• **TASK**
Take the entries below and give them back exactly. Leave out nothing.

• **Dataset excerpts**

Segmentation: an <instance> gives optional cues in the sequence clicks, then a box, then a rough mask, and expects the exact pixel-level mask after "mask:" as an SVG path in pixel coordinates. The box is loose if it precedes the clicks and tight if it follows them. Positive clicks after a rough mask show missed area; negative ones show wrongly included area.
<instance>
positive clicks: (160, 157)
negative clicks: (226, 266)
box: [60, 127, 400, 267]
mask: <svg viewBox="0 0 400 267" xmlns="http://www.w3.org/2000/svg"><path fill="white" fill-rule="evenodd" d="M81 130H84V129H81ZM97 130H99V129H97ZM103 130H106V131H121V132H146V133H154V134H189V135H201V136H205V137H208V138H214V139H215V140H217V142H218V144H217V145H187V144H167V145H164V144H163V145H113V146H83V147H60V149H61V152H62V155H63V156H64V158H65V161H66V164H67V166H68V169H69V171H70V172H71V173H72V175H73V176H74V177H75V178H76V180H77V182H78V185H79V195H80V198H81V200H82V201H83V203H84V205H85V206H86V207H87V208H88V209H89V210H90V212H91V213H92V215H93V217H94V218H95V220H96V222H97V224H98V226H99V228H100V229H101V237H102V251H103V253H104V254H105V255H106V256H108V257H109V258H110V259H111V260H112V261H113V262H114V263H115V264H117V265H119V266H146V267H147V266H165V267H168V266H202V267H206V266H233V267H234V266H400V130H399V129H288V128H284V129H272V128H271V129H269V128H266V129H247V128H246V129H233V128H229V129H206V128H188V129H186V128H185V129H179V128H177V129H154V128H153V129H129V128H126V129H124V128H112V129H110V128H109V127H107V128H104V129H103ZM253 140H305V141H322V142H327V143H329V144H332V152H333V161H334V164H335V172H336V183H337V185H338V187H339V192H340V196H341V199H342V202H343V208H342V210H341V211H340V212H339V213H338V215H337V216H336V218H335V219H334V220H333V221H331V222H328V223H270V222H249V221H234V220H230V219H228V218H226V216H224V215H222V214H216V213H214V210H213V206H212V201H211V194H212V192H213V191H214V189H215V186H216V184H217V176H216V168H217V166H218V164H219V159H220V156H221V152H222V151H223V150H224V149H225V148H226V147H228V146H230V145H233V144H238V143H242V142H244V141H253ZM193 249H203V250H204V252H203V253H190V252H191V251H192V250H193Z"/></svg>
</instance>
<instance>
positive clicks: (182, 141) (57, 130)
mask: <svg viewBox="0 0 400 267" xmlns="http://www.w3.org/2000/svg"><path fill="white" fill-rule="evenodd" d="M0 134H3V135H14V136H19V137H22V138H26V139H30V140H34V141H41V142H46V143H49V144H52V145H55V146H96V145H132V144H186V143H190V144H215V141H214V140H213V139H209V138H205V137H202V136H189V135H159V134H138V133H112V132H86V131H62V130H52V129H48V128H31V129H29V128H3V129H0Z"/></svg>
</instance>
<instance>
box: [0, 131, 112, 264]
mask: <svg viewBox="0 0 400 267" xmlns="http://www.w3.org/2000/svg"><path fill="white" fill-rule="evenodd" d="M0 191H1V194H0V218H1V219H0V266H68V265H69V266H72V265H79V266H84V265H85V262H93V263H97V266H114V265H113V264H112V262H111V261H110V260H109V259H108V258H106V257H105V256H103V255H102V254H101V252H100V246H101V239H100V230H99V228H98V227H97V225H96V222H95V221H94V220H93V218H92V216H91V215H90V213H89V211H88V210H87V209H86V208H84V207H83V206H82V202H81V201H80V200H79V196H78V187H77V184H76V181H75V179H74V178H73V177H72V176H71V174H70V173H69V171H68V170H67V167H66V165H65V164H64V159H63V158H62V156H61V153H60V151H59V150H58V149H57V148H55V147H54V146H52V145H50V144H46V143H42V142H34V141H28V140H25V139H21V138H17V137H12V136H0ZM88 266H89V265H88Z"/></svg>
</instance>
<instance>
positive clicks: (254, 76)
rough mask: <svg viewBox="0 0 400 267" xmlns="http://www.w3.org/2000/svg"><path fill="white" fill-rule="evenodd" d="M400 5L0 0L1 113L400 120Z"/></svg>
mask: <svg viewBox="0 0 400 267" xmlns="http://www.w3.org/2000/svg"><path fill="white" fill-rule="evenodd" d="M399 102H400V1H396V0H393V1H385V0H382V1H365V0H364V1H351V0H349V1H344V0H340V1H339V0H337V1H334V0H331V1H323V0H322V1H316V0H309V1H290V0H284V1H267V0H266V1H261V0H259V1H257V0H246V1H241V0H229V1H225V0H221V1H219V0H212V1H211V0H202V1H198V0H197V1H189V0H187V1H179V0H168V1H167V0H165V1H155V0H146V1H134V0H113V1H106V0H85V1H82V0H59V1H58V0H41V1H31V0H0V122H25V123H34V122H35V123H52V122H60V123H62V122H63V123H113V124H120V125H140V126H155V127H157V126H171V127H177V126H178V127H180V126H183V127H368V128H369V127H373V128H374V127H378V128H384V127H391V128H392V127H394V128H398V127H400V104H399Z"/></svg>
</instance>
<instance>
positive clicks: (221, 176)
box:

• **RESPONSE TO THE EXERCISE**
Segmentation: an <instance> gives optional cues in the sequence clicks, then a box, then a rough mask, and expects the exact pixel-level mask after "mask:" as an SVG path in pixel coordinates. The box is loose if it precedes the clicks and tight if it follows them. Positive clicks after a rough mask show missed area; negative ones show wrongly included area.
<instance>
positive clicks: (160, 157)
negative clicks: (226, 266)
box: [60, 127, 400, 267]
mask: <svg viewBox="0 0 400 267" xmlns="http://www.w3.org/2000/svg"><path fill="white" fill-rule="evenodd" d="M81 130H84V129H81ZM97 130H99V129H97ZM103 130H106V131H121V132H146V133H154V134H189V135H201V136H205V137H208V138H214V139H215V140H217V142H218V144H217V145H187V144H167V145H164V144H163V145H113V146H83V147H60V149H61V152H62V155H63V156H64V158H65V161H66V164H67V166H68V169H69V171H70V172H71V173H72V175H73V176H74V177H75V178H76V180H77V182H78V185H79V195H80V198H81V200H82V201H83V203H84V205H85V206H86V207H87V208H88V209H89V210H90V212H91V213H92V215H93V217H94V218H95V220H96V222H97V224H98V226H99V228H100V229H101V237H102V251H103V253H104V254H105V255H106V256H108V257H109V258H110V259H111V260H112V261H113V262H114V263H115V264H117V265H119V266H146V267H147V266H165V267H168V266H202V267H206V266H233V267H234V266H400V130H399V129H288V128H284V129H272V128H271V129H269V128H266V129H247V128H246V129H233V128H229V129H206V128H188V129H186V128H185V129H179V128H177V129H154V128H153V129H129V128H126V129H124V128H112V129H110V128H109V127H107V128H104V129H103ZM253 140H305V141H322V142H327V143H329V144H332V152H333V161H334V164H335V172H336V183H337V185H338V187H339V192H340V196H341V199H342V202H343V208H342V210H341V211H340V212H339V213H338V215H337V216H336V218H335V219H334V220H333V221H331V222H328V223H270V222H249V221H234V220H230V219H228V218H226V216H224V215H222V214H216V213H214V210H213V206H212V201H211V194H212V192H213V191H214V189H215V186H216V184H217V176H216V168H217V166H218V164H219V159H220V156H221V152H222V151H223V150H224V149H225V148H226V147H228V146H230V145H233V144H238V143H242V142H244V141H253ZM193 249H203V250H204V252H203V253H190V252H191V251H192V250H193Z"/></svg>
</instance>
<instance>
positive clicks: (182, 141) (57, 130)
mask: <svg viewBox="0 0 400 267" xmlns="http://www.w3.org/2000/svg"><path fill="white" fill-rule="evenodd" d="M0 134H3V135H14V136H19V137H22V138H26V139H30V140H34V141H41V142H46V143H49V144H52V145H55V146H96V145H132V144H186V143H190V144H215V141H214V140H213V139H209V138H205V137H202V136H189V135H159V134H138V133H112V132H86V131H62V130H52V129H48V128H31V129H29V128H3V129H0Z"/></svg>
</instance>
<instance>
box: [0, 131, 112, 264]
mask: <svg viewBox="0 0 400 267" xmlns="http://www.w3.org/2000/svg"><path fill="white" fill-rule="evenodd" d="M0 191H1V194H0V218H1V219H0V266H68V265H69V266H72V265H79V266H84V265H85V262H93V263H97V266H114V265H113V264H112V262H111V261H110V260H109V259H108V258H106V257H105V256H103V255H102V254H101V252H100V246H101V239H100V230H99V228H98V227H97V225H96V222H95V221H94V220H93V218H92V216H91V215H90V213H89V211H88V210H87V209H86V208H84V207H83V206H82V202H81V201H80V200H79V196H78V187H77V184H76V181H75V179H74V178H73V177H72V176H71V174H70V173H69V171H68V170H67V167H66V165H65V164H64V159H63V158H62V156H61V153H60V151H59V150H58V149H57V148H55V147H54V146H52V145H50V144H46V143H42V142H34V141H28V140H25V139H21V138H17V137H12V136H0ZM88 266H89V265H88Z"/></svg>
</instance>
<instance>
positive clicks: (254, 76)
rough mask: <svg viewBox="0 0 400 267" xmlns="http://www.w3.org/2000/svg"><path fill="white" fill-rule="evenodd" d="M400 5L0 0L1 113L400 120Z"/></svg>
mask: <svg viewBox="0 0 400 267" xmlns="http://www.w3.org/2000/svg"><path fill="white" fill-rule="evenodd" d="M399 102H400V1H396V0H393V1H385V0H382V1H365V0H364V1H351V0H349V1H344V0H340V1H339V0H337V1H334V0H331V1H323V0H322V1H316V0H309V1H290V0H284V1H267V0H266V1H261V0H259V1H257V0H246V1H241V0H229V1H225V0H221V1H219V0H212V1H211V0H202V1H198V0H197V1H189V0H187V1H179V0H168V1H167V0H165V1H155V0H146V1H134V0H113V1H106V0H85V1H82V0H59V1H58V0H41V1H31V0H0V122H25V123H34V122H35V123H52V122H60V123H62V122H63V123H113V124H120V125H140V126H155V127H157V126H171V127H177V126H178V127H180V126H183V127H368V128H369V127H373V128H374V127H378V128H384V127H391V128H392V127H394V128H398V127H400V104H399Z"/></svg>
</instance>
<instance>
positive clicks: (221, 176)
box:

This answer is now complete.